EXERCISE TASKS:
A. In the essay about polyamory and marriage, what concept did the couple's quasi-Buddhist wedding ceremony make room for?
B. Rewrite the paragraph of the polyamory essay that begins "Like many of our generation" in two or three shorter sentences, keeping its main facts.
C. Write the next part of the polyamory essay, starting after its last sentence.

Elle: "Polyamory Made My Marriage Better — and It Might Make My Divorce Better, Too"
The women's magazine Elle posts a story today with a title that sounds snarky, but totally isn't:
Polyamory Made My Marriage Better — and It Might Make My Divorce Better, Too
What non-monogamy has taught me about "moving apart without blame."
By Arielle Greenberg
A few years ago, my husband, Rob, and I converted our traditional marriage to a polyamorous one. It's been remarkably smooth. We're very happy with our choice. And yet eventually we'll probably divorce. Does this mean that polyamory failed us? Not at all.
Like many of our generation, Rob and I are children of divorce, and so when we got married a dozen years ago, we designed a quasi-Buddhist ceremony that made room for the concept of anicca, or impermanence. We wrote our own vows and left out the "until death do we part" and "forsaking all others" stuff: Instead, we spoke about the inevitability of change and pledged to support one another as we continued to evolve.
The author and her husband
on their wedding day.
We meant it, but we had no idea what that might look like. We didn't anticipate that our evolution could involve the desire for sex and relationships with other people.
...After we finished having babies, we looked around and realized that although many things about our marriage were stellar — close friendship, mutual support and admiration, compatible co-parenting — we weren't ideal for one another sexually. We never really had been. Our libidos don't match; I'm more "sex motivated" of the two of us. Our relationship had thrived despite a lack of romantic chemistry.
This is not an unusual revelation, of course, and in most marriages, it results in screaming matches, or swallowed resentment, or affairs conducted amidst lies and betrayals. But Rob and I didn't see our "problem" that way — we didn't even really see it as a problem. We saw it as a reality, and an opportunity for positive change. We became poly....

GIVEN MATERIAL:
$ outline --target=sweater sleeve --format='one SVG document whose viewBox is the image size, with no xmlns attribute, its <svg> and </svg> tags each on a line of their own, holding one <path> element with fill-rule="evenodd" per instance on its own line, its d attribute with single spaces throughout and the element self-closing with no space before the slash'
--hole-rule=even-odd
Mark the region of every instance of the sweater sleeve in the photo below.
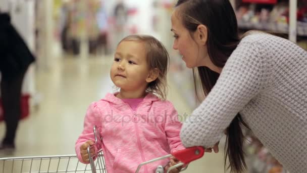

RESPONSES BY ITEM NUMBER:
A. Anicca, or impermanence.

B. Rob and the author, both children of divorce, married a dozen years ago in a quasi-Buddhist ceremony that made room for anicca, or impermanence. Their self-written vows dropped "until death do we part" and "forsaking all others." Instead they spoke of inevitable change and pledged to support each other as they kept evolving.

C.
For the last few years, most days at my house look like this: my partner Mike, who lives with us, helps me with dinner while Rob tends to the kids. We all eat together, and then Mike and I put the kids to bed while Rob texts a woman he's met on OKCupid. Once the kids are down, the three of us sit on the couch for a movie and a cup of tea. Sometimes Rob stays home with the kids while Mike and I go out dancing. Sometimes Mike and I stay home while Rob travels for work or goes on a date. Sometimes Mike and I take the kids camping and Rob spends the weekend combing bookstores. Sometimes Mike and Rob watch football together while I volunteer. Sometimes we all take a family vacation together.
It helps that both these men are tidy Cancers who share a love for progressive politics and sports blogs; they are also guys who have always enjoyed living with male friends.
Our arrangement wouldn't work for everyone....
Read on (March 25, 2016). "Arielle Greenberg is a poet and writer who lives in Maine; her book of personal micro-essays about style, shopping, and feminism, Locally Made Panties, comes out this spring."
Update: The mainstream women's magazine Marie Claire has posted the article on its site (March 28).